START Extracted entries
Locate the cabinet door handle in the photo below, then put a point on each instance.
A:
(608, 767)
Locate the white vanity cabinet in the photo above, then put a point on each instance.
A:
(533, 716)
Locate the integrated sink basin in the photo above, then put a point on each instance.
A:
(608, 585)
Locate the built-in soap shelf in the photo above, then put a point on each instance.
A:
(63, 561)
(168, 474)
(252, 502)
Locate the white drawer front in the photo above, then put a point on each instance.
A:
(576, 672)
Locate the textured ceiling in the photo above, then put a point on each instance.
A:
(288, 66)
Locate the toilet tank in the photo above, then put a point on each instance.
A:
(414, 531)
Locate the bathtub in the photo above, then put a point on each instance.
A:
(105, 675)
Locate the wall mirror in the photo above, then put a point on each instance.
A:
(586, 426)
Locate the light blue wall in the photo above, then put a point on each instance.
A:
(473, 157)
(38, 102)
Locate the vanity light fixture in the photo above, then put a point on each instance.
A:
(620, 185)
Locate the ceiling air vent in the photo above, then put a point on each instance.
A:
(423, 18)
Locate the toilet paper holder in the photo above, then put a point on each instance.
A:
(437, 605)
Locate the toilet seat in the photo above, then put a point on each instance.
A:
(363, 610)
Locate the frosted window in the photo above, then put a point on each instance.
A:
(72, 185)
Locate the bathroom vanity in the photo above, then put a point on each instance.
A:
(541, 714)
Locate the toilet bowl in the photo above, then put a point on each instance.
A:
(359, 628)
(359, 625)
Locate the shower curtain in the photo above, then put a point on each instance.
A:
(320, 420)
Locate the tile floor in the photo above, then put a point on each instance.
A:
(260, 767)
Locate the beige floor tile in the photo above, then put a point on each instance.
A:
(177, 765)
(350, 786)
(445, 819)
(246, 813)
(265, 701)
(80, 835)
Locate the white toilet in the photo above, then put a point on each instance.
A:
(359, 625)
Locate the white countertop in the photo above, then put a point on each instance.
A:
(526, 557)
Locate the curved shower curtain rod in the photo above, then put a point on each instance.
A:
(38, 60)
END Extracted entries
* [What you need to do]
Each of the records shown above needs to be repeated exactly.

* [Completed exercise]
Locate the cabinet door handle in the photo below, then put a point on each instance.
A:
(608, 767)
Locate the white vanity cabinet in the photo above, then put a point on each instance.
A:
(533, 716)
Locate the integrated sink basin in the photo above, then put a point on each instance.
A:
(608, 585)
Locate the built-in soap shelf in the photo above, then put a point on each instance.
A:
(63, 561)
(168, 474)
(252, 502)
Locate the white drawer front in the photo above, then put a point on each instance.
A:
(576, 672)
Locate the textured ceiling in the photo above, then put a point on each instance.
A:
(288, 66)
Locate the toilet tank in the photo above, then put a point on each instance.
A:
(414, 531)
Locate the bathtub in the photo above, then put a point on each instance.
A:
(105, 675)
Locate the wall mirror in the photo above, then put a point on each instance.
A:
(586, 426)
Locate the light blue wall in the photo above, then put a point on each instance.
A:
(473, 157)
(38, 102)
Locate the vanity light fixture in the photo above, then put a point on each instance.
A:
(620, 185)
Locate the ceiling air vent in the photo above, then put a point on each instance.
A:
(423, 18)
Locate the toilet paper holder in the photo above, then put a point on each instance.
A:
(437, 605)
Locate the toilet seat in the photo above, then put a point on each instance.
A:
(363, 610)
Locate the frosted window in the photo above, then put a point on each instance.
A:
(72, 185)
Locate the bathroom vanity in the photo above, then put a point on each instance.
A:
(541, 714)
Locate the toilet bowl in the photo above, then put a point on each instance.
A:
(359, 628)
(359, 625)
Locate the shower curtain in the photo above, then put a point on each instance.
A:
(320, 420)
Locate the tile floor in the photo above, then put a point on each instance.
A:
(260, 767)
Locate the beige floor tile in the photo above, then put a point on each instance.
A:
(177, 765)
(350, 786)
(445, 819)
(246, 813)
(265, 701)
(80, 835)
Locate the white toilet in the photo above, then put a point on each instance.
A:
(359, 625)
Locate the white countertop in the photo above, then put a point on each instance.
A:
(526, 557)
Locate the curved shower curtain rod in the photo above, then put a point on each instance.
A:
(38, 60)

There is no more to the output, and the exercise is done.